[Collected data]
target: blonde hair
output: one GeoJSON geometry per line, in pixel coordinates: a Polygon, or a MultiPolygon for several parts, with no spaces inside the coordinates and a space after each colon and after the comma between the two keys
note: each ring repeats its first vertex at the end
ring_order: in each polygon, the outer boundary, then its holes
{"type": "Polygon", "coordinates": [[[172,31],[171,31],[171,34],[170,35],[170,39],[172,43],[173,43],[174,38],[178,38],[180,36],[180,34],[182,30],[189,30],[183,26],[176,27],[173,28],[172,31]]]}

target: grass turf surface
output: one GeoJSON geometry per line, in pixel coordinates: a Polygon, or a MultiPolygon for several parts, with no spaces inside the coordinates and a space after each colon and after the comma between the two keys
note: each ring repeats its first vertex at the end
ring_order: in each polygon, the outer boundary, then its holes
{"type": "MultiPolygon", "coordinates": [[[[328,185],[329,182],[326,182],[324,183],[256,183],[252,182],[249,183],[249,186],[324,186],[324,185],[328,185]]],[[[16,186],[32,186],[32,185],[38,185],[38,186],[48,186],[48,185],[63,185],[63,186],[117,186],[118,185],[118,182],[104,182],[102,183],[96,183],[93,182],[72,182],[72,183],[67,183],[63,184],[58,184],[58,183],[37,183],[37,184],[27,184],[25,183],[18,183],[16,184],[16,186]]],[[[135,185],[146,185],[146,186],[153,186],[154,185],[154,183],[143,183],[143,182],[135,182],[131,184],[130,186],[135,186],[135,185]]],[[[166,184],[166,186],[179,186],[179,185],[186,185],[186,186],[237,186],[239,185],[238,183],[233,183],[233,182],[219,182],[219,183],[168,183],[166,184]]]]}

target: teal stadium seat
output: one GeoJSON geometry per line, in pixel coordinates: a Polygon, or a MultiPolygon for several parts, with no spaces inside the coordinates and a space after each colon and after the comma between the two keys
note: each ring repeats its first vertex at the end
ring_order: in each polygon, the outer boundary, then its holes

WHAT TO WORK ON — Could you copy every one of the rows above, line for line and unchanged?

EXERCISE OUTPUT —
target: blonde hair
output: one GeoJSON geometry per line, in pixel coordinates: a Polygon, or a MultiPolygon for several parts, with no spaces inside the coordinates and a space after each colon and after the comma between the two keys
note: each ring repeats its first vertex at the end
ring_order: in each polygon, the outer boundary, then its holes
{"type": "Polygon", "coordinates": [[[172,31],[171,31],[171,34],[170,35],[170,39],[172,43],[173,43],[174,38],[178,38],[180,36],[180,34],[182,30],[189,30],[183,26],[176,27],[173,28],[172,31]]]}

target: grass turf surface
output: one GeoJSON geometry per line, in pixel coordinates: a Polygon, or a MultiPolygon for several parts, with no spaces inside the coordinates and a space after each colon and after the comma between the two keys
note: each ring repeats its first vertex at the end
ring_order: in each polygon, the outer boundary, then its holes
{"type": "MultiPolygon", "coordinates": [[[[328,185],[329,182],[326,182],[324,183],[256,183],[252,182],[249,183],[249,186],[324,186],[324,185],[328,185]]],[[[16,186],[32,186],[32,185],[38,185],[38,186],[48,186],[48,185],[63,185],[63,186],[117,186],[118,185],[118,182],[104,182],[102,183],[96,183],[93,182],[72,182],[72,183],[67,183],[63,184],[58,184],[58,183],[37,183],[37,184],[27,184],[25,183],[18,183],[16,184],[16,186]]],[[[135,185],[146,185],[146,186],[153,186],[154,185],[154,183],[143,183],[143,182],[135,182],[131,184],[130,186],[135,186],[135,185]]],[[[166,184],[166,186],[179,186],[179,185],[186,185],[186,186],[237,186],[239,185],[238,183],[233,183],[233,182],[219,182],[219,183],[168,183],[166,184]]]]}

target: teal stadium seat
output: one GeoJSON geometry per line, in pixel coordinates: a Polygon, or a MultiPolygon for several parts, with no spaces inside the coordinates and a space after each colon and after the comma between the two keys
note: each ring repeats its first vertex at the end
ring_order: in each polygon, the outer boundary, then its holes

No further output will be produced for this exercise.